◆ **Requirements**
Format every line of the data below as a numbered list, leaving out the blank lines.

________________________________________

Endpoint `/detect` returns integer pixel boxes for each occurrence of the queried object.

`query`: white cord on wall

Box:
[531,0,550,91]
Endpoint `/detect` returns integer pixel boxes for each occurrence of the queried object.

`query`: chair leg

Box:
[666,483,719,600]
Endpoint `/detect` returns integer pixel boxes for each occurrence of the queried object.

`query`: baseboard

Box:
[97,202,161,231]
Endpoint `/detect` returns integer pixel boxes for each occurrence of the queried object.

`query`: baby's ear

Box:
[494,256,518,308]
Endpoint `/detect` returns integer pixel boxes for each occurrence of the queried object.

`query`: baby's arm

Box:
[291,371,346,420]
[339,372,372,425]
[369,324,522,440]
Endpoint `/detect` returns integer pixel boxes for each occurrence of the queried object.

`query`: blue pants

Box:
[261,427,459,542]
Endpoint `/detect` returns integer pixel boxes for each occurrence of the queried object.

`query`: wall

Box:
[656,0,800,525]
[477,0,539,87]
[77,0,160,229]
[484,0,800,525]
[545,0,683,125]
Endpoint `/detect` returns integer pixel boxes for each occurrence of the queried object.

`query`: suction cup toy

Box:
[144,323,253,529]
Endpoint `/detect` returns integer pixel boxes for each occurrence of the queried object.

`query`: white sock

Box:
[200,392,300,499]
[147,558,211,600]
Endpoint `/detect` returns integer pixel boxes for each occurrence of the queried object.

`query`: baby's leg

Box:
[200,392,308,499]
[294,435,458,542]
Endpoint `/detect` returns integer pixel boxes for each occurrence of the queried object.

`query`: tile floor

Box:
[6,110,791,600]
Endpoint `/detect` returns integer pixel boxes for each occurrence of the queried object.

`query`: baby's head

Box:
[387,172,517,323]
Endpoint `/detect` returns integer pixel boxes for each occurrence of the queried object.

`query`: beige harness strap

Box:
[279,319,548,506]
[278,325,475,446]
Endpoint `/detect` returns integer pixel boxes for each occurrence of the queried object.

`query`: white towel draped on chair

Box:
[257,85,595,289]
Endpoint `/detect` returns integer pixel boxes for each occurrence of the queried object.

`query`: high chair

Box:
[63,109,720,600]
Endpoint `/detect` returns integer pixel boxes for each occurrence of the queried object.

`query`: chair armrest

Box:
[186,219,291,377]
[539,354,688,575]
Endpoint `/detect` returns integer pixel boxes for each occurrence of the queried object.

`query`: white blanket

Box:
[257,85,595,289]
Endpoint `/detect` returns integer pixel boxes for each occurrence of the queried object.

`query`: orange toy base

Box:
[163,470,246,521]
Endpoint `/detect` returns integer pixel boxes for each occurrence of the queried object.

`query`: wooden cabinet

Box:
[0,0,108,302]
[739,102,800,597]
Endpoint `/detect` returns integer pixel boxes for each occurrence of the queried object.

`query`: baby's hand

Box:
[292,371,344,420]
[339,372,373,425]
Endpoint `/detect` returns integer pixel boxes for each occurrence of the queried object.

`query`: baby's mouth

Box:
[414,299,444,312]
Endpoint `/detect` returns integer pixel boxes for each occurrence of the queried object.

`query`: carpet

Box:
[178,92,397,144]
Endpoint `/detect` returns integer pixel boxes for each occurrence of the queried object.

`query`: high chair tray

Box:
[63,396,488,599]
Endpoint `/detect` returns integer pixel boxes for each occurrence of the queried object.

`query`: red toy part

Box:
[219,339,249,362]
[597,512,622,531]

________________________________________

◆ **The solution**
1. Endpoint `/detect` returns integer pixel boxes for each occurrence of the queried object.
2. `query`: white cord on wall
3. Box:
4. [531,0,550,91]
5. Endpoint `/detect` returns integer pixel boxes for each occurrence of the queried object.
6. `query`: chair leg
7. Box:
8. [666,483,719,600]
9. Endpoint `/detect` returns integer pixel boxes for each occurrence of the queried object.
10. `query`: baseboard
11. Box:
12. [97,202,161,231]
13. Endpoint `/detect` returns integer pixel boxes for each occurrence of the queried object.
14. `query`: baby's ear
15. Box:
16. [494,256,518,308]
17. Endpoint `/detect` returns integer pixel boxes for each occurrence of the queried object.
18. `query`: baby's arm
19. Box:
20. [291,371,346,420]
21. [339,372,372,425]
22. [369,324,522,440]
23. Endpoint `/detect` returns integer pixel boxes for each occurrence of the queried object.
24. `query`: blue pants
25. Box:
26. [261,427,459,542]
27. Endpoint `/detect` returns integer pixel boxes for each occurrence of the queried object.
28. `query`: wall
29. Box:
30. [656,0,800,525]
31. [477,0,539,87]
32. [77,0,160,229]
33. [484,0,800,525]
34. [545,0,683,125]
35. Endpoint `/detect` returns integer pixel boxes for each occurrence of the queried object.
36. `query`: suction cup toy
37. Box:
38. [144,323,253,529]
39. Endpoint `/detect` returns integer pixel boxes for each occurrence of the queried object.
40. `query`: white sock
41. Box:
42. [200,392,300,499]
43. [147,558,211,600]
44. Endpoint `/detect` returns integer pixel boxes for each occurrence of the queried object.
45. `query`: baby's leg
46. Box:
47. [200,392,308,499]
48. [294,435,458,542]
49. Endpoint `/detect` returns integer pixel boxes for each occurrence of the queried object.
50. `query`: tile floor
51. Box:
52. [6,110,791,600]
53. Endpoint `/detect` returns integer pixel boxes for each occurrence of the queried object.
54. `query`: baby's head
55. Box:
56. [387,172,517,323]
57. Endpoint `/detect` returns integer pixel boxes for each occurrence of the queried object.
58. `query`: beige harness strap
59. Box:
60. [279,319,548,506]
61. [278,325,475,446]
62. Endpoint `/detect` returns integer pixel boxes for each occurrence of the queried object.
63. `query`: white towel draped on chair
64. Box:
65. [257,85,595,289]
66. Endpoint `/detect` returns integer pixel boxes for each occurrence of the queried object.
67. `query`: high chair
68. Box:
69. [63,109,720,600]
70. Endpoint `/detect` returns integer pixel boxes for each occurrence of the queried object.
71. `query`: chair armrest
72. Box:
73. [186,219,291,377]
74. [539,354,688,575]
75. Endpoint `/detect` returns integer pixel boxes for each occurrence of the queried object.
76. `query`: white blanket
77. Box:
78. [257,85,595,289]
79. Endpoint `/detect` returns integer pixel boxes for each occurrence of the queried object.
80. `query`: orange toy base
81. Box:
82. [163,470,246,521]
83. Endpoint `/detect` returns integer pixel boxes for each occurrence of the queried object.
84. `query`: wooden cabinet
85. Box:
86. [0,0,108,302]
87. [739,102,800,597]
88. Endpoint `/detect` returns integer pixel boxes for each occurrence of the queried object.
89. `query`: baby's hand
90. Box:
91. [292,371,344,420]
92. [339,372,373,425]
93. Endpoint `/detect` returns integer pixel boxes for each occurrence of the queried object.
94. `query`: baby's mouth
95. Box:
96. [414,299,444,312]
97. Endpoint `/detect` returns integer pixel boxes for each occurrence of the queried object.
98. `query`: carpet
99. Box:
100. [178,92,397,144]
101. Endpoint `/detect` returns integer pixel boxes for each occurrence of the queried object.
102. `query`: high chair tray
103. Box:
104. [63,396,488,599]
105. Endpoint `/detect` returns integer pixel boxes for each occurrence of the queried object.
106. `query`: red toy part
107. Box:
108. [219,339,249,362]
109. [597,512,622,531]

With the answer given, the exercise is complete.